# SNR for channel after equalization

Suppose I have a channel described by $h[n]$ or $H(z)$ over which I send a simple PAM2 signal. After the channel AWGN is added.

• What is the best possible SNR with equalization?

As suggested in the comments I could assume a zero forcing or MMSE equalizer and e.g. for the former arrive at:

$$\mathrm{SNR_{out}} = \mathrm{SNR_{in}} \frac{1}{\frac{2}{N} \sum_{k=0}^{N/2+1} \frac{1}{|H[k]|^2} }$$

which matches well with my simulations. However, what I am looking for is the best theoretic bound, not assuming any particular equalization technique. For this derivation, it is assumed that I split the channel into small pieces of frequency bands (over which the channel is assumed constant and hence no equalization required) and equate the channel capacity to the channel capacity of an ideal AWGN channel. This results in:

$$10\log_{10}(1+\mathrm{SNR_{out}}) = \frac{2}{N} \sum_{k=0}^{N/2-1} 10\log_{10}(1 + \mathrm{SNR}_k) \approx \mathrm{SNR_{out,dB}}$$

and $\mathrm{SNR}_k = |H[k]|^2/\sigma^2/(N/2)$.

**Data**

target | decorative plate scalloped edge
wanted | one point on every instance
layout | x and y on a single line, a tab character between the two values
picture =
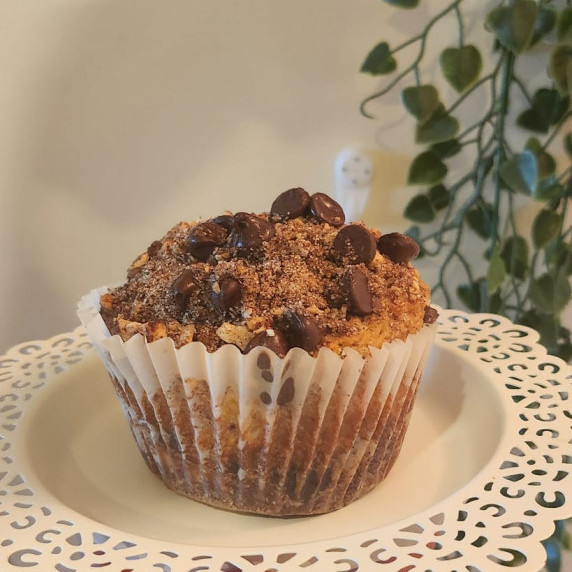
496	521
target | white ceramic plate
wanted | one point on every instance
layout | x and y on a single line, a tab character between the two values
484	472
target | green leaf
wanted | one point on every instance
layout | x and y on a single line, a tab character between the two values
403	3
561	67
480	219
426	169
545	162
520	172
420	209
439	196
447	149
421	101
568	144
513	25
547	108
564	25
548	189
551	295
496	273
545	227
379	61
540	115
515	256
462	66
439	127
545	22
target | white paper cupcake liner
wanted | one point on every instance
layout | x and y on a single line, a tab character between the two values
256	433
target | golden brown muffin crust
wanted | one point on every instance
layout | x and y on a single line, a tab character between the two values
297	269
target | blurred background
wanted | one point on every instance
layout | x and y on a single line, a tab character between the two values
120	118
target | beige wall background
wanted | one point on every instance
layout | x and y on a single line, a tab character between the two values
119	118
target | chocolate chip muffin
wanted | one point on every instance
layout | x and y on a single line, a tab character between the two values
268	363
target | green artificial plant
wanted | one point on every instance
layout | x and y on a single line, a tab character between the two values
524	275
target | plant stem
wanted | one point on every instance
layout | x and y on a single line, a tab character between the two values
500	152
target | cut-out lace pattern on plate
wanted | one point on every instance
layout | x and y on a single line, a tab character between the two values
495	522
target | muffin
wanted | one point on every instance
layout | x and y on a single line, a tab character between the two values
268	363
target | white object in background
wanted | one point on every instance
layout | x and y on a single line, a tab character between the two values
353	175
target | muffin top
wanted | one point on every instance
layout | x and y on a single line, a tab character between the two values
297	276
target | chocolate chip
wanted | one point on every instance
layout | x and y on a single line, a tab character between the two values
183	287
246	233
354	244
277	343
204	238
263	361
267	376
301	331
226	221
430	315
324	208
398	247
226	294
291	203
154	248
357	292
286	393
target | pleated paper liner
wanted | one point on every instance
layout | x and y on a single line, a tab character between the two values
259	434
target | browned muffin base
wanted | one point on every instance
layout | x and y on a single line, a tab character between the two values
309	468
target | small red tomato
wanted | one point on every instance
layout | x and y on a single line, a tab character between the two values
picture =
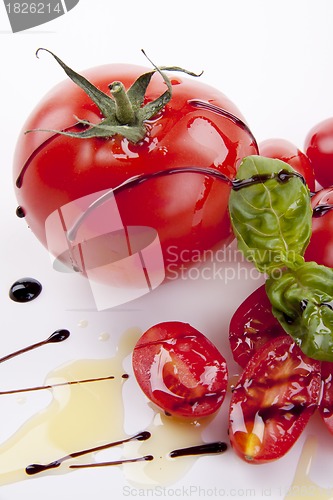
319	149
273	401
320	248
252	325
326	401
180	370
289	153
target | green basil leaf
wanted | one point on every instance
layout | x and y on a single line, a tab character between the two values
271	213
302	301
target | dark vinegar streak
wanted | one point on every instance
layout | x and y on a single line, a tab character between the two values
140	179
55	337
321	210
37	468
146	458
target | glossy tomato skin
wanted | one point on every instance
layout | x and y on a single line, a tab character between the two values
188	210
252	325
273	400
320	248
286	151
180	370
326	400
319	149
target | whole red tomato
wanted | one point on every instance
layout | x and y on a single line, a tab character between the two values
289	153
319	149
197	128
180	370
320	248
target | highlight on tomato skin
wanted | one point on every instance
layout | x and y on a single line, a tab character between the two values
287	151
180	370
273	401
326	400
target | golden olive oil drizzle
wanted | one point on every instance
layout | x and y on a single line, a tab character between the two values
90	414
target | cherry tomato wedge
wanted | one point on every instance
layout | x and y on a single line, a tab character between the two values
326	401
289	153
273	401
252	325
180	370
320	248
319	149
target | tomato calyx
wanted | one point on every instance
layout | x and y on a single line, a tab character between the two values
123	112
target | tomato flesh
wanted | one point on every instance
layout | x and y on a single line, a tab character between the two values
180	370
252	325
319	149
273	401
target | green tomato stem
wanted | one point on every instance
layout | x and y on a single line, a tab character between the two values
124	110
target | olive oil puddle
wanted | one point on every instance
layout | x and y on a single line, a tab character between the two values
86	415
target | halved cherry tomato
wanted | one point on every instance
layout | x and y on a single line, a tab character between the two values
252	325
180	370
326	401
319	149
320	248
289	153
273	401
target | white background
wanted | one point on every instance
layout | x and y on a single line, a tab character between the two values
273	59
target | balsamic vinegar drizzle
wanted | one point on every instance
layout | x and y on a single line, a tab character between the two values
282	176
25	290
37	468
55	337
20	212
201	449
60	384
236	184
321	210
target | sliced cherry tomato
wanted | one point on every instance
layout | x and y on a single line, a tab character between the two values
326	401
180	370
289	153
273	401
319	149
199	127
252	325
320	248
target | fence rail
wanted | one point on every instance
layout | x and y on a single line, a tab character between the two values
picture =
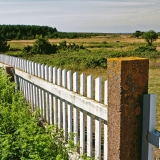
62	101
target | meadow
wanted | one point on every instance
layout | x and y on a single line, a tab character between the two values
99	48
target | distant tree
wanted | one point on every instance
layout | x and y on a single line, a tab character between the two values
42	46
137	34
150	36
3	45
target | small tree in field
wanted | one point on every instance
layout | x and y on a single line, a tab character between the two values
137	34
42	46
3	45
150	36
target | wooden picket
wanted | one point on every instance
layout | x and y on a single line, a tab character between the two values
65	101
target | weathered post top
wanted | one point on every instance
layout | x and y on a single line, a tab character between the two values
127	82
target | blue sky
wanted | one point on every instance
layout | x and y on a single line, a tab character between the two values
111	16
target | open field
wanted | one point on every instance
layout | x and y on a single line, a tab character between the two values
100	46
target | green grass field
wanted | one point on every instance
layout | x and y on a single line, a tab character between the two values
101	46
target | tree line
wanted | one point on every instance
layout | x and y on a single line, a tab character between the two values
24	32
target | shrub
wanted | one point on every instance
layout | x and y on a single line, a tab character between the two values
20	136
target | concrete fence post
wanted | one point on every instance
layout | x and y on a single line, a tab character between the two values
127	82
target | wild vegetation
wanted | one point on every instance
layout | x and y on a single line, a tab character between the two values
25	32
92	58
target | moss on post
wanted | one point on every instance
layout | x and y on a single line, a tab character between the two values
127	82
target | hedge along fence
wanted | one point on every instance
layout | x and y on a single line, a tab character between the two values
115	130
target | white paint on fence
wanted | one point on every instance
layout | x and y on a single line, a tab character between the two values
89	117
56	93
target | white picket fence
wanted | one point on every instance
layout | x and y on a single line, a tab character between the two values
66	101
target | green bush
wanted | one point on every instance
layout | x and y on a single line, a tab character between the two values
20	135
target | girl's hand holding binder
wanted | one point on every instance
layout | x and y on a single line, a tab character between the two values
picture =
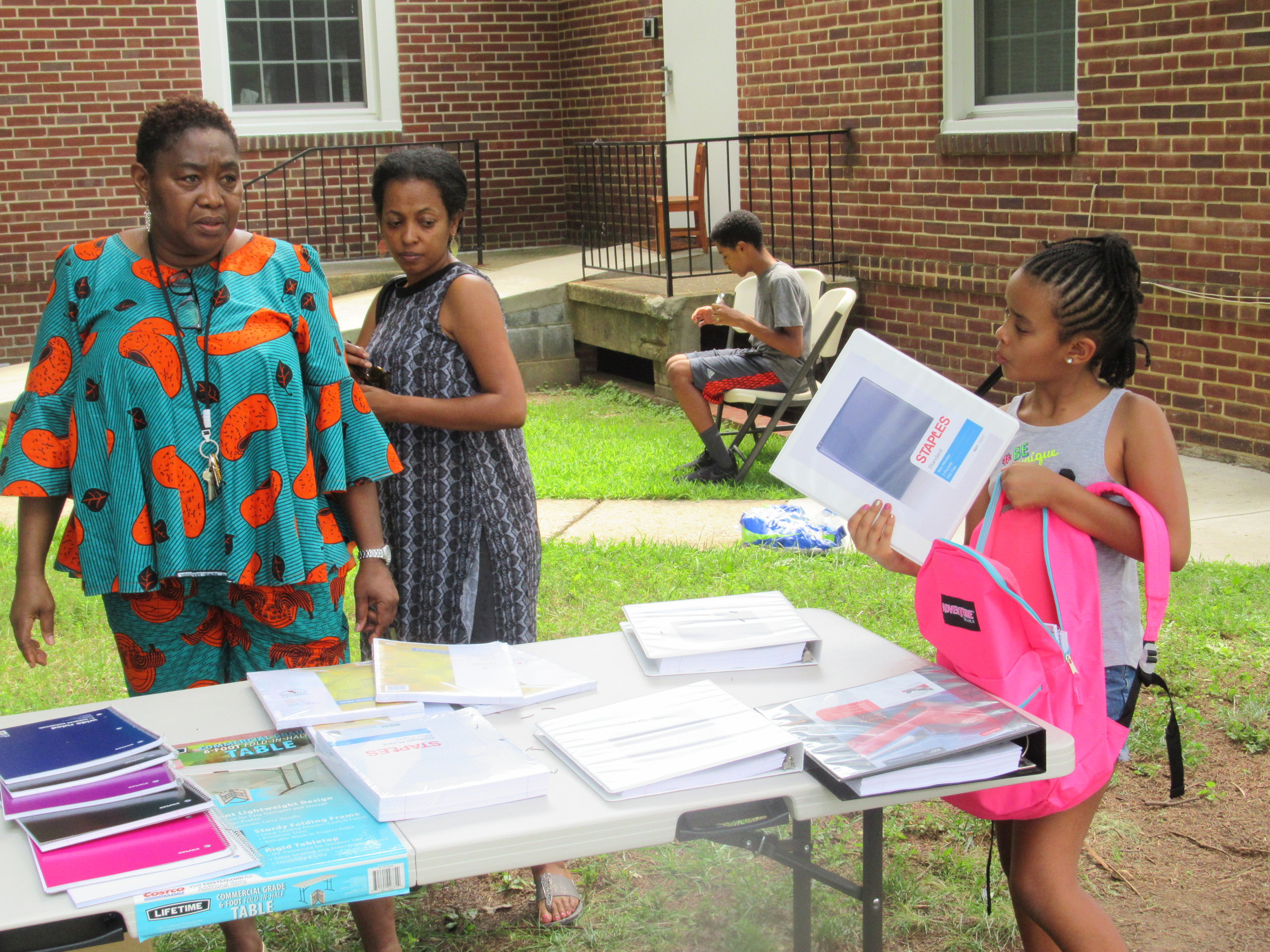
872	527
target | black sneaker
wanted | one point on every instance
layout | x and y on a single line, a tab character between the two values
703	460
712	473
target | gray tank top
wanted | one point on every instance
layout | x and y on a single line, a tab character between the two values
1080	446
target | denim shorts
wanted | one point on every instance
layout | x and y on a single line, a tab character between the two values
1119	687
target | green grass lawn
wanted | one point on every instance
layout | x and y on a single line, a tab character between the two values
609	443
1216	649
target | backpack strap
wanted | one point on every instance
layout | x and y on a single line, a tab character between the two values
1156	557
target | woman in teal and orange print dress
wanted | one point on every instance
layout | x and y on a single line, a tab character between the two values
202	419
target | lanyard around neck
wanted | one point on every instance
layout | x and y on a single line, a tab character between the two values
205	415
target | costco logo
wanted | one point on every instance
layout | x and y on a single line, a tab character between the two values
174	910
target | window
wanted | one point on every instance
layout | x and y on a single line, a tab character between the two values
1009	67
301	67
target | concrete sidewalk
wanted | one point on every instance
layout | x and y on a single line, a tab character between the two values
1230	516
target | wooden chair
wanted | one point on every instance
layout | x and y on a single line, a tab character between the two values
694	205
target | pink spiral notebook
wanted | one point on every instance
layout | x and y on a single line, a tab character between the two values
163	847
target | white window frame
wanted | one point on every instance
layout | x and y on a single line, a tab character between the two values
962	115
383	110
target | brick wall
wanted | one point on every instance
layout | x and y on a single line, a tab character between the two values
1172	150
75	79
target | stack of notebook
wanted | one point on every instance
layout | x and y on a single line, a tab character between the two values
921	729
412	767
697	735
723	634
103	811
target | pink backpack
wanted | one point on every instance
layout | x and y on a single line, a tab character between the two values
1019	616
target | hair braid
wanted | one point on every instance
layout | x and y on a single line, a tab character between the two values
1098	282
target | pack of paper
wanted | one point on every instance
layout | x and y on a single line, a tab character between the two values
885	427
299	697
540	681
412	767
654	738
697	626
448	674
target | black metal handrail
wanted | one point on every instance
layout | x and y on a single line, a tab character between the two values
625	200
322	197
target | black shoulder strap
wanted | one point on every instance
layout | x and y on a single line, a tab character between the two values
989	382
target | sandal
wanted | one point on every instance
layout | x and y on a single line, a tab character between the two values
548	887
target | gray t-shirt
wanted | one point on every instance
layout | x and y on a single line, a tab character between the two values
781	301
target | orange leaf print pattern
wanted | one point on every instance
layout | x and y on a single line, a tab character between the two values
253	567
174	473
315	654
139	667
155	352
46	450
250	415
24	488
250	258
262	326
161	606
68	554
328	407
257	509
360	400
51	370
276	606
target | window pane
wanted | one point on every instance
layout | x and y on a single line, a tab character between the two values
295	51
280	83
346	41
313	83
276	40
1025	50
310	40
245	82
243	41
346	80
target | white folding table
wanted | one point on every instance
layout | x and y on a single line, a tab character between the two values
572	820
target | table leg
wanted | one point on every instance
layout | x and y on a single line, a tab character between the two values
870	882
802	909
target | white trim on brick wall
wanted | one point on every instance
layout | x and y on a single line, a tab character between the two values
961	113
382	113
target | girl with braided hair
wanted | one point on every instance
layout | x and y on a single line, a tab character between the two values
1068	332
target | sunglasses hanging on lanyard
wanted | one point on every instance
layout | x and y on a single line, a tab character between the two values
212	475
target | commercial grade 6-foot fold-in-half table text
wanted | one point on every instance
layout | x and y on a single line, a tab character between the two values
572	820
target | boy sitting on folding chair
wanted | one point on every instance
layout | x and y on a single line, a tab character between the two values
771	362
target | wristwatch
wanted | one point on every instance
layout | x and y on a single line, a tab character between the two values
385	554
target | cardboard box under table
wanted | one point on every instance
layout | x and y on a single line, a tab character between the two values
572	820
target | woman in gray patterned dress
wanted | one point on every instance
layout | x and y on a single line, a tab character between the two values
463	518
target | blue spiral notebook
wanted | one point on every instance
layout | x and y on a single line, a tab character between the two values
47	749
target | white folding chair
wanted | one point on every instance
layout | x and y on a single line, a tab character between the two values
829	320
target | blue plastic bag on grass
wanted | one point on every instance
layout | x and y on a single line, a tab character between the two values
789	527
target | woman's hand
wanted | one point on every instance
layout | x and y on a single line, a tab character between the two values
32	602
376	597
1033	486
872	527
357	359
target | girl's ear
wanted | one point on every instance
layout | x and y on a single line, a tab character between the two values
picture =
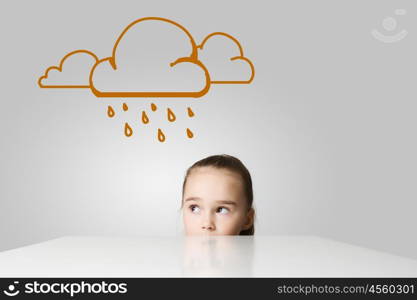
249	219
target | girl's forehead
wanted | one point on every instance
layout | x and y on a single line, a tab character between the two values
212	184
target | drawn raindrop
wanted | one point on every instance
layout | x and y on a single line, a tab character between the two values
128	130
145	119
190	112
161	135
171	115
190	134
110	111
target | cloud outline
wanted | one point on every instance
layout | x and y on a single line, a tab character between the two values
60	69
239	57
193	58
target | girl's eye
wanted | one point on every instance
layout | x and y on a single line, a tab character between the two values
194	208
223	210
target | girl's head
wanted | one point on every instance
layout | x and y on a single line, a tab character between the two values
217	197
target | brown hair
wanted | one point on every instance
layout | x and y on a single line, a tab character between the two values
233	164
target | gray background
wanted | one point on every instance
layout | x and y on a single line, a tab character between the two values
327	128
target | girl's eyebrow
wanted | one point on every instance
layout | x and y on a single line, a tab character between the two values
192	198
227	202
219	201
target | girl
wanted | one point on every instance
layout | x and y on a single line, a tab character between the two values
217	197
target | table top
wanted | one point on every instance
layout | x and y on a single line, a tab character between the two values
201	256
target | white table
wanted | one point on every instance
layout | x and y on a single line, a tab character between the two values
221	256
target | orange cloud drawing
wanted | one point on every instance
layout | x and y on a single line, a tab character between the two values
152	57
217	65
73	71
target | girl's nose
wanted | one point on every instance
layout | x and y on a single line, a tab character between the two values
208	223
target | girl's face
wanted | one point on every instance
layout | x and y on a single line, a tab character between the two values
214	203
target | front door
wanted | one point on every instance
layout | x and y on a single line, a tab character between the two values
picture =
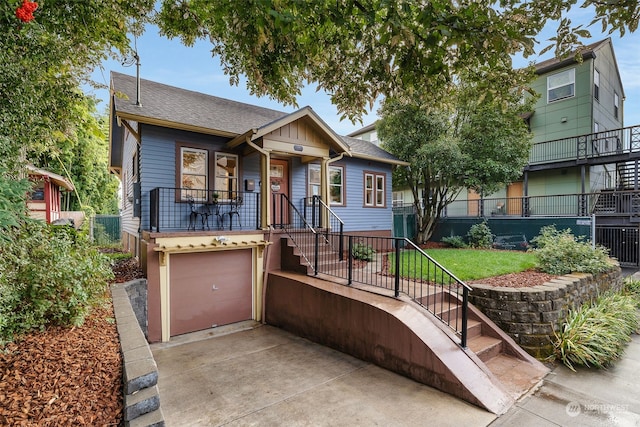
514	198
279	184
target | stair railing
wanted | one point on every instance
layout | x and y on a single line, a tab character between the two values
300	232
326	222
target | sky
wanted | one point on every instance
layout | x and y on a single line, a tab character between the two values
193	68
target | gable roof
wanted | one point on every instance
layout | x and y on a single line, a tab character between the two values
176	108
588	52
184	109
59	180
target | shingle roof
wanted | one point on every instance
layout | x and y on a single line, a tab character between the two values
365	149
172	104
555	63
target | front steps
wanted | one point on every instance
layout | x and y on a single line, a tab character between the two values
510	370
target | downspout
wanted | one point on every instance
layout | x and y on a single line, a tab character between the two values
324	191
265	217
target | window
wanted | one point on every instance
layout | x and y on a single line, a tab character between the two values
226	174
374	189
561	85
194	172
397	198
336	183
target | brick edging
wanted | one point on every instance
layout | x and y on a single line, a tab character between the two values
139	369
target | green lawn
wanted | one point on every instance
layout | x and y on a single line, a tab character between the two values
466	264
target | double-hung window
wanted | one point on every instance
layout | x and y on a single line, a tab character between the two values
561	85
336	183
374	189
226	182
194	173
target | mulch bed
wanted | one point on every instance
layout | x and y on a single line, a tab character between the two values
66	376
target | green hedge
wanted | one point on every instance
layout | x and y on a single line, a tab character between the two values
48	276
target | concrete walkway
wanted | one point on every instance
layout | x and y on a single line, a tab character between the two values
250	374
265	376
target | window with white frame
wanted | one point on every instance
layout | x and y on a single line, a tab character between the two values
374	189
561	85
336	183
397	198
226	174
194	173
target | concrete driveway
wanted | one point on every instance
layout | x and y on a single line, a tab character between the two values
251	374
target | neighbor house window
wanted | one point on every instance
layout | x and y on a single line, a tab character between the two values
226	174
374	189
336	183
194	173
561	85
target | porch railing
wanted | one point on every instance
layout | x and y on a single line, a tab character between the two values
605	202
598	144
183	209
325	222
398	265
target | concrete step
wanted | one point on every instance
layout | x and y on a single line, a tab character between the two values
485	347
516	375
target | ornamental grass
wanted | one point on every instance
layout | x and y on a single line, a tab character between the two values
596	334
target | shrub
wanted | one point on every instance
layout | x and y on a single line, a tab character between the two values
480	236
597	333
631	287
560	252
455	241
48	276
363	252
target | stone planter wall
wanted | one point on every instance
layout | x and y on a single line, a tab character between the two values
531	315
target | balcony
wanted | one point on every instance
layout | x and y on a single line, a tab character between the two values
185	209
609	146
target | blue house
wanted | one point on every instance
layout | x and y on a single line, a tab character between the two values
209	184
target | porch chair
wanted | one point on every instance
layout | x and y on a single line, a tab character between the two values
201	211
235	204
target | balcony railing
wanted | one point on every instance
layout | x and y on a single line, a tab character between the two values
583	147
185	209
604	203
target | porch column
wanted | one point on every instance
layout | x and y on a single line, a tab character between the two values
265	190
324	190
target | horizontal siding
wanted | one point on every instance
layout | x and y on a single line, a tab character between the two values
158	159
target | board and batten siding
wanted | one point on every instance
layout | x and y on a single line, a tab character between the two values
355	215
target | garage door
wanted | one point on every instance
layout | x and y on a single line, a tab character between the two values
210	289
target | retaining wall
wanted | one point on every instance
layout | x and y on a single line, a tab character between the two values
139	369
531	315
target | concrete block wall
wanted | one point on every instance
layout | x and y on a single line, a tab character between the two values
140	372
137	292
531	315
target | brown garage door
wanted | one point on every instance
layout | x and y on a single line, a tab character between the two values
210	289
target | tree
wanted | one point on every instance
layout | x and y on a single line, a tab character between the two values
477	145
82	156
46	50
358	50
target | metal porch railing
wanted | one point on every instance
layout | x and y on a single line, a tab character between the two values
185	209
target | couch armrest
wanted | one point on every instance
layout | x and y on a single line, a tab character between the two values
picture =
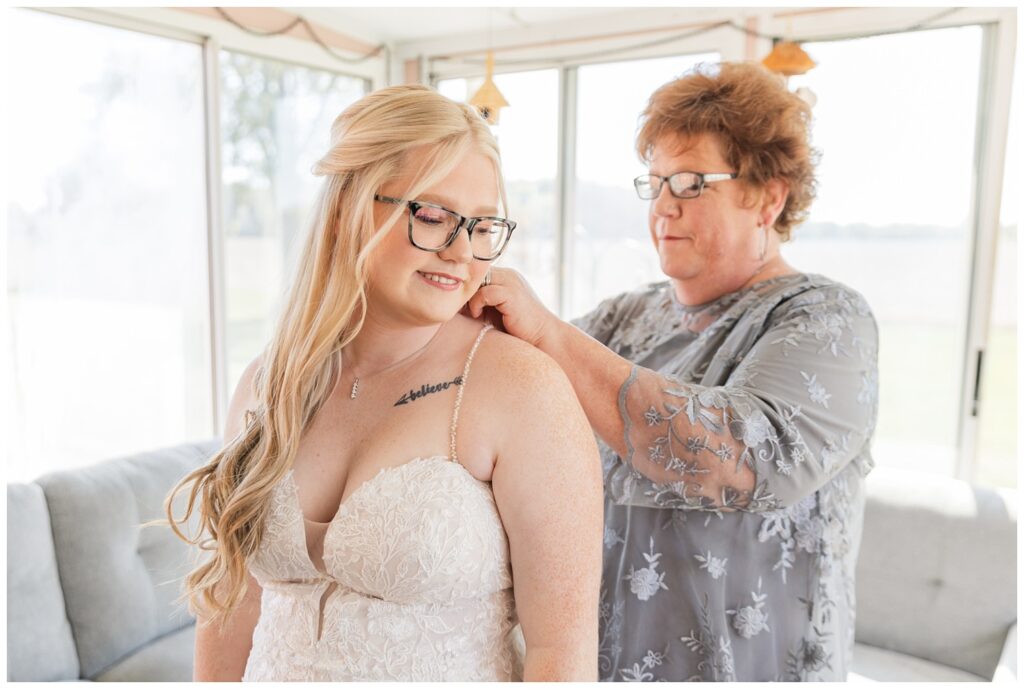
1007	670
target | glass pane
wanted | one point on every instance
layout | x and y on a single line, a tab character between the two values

**What to work on**
Extend the post on the SNR of a channel after equalization, picking up after its final sentence.

**Expected answer**
However, something is odd with this: Assuming a perfect channel, an input signal of unit power and $\sigma=0.001$, the SNR would be 60 dB. Executing the formula above for any lowpass filter (e.g. $N=1000$), the SNR is better than 60 dB because the low frequency SNRs are so high. For example, for low $k$, $|H[k]|\approx 1$ and hence $\mathrm{SNR}_k=1/\sigma^2/(N/2)=90\,\mathrm{dB}$. Even if they degrade at higher frequencies, the average is still more than 60 dB.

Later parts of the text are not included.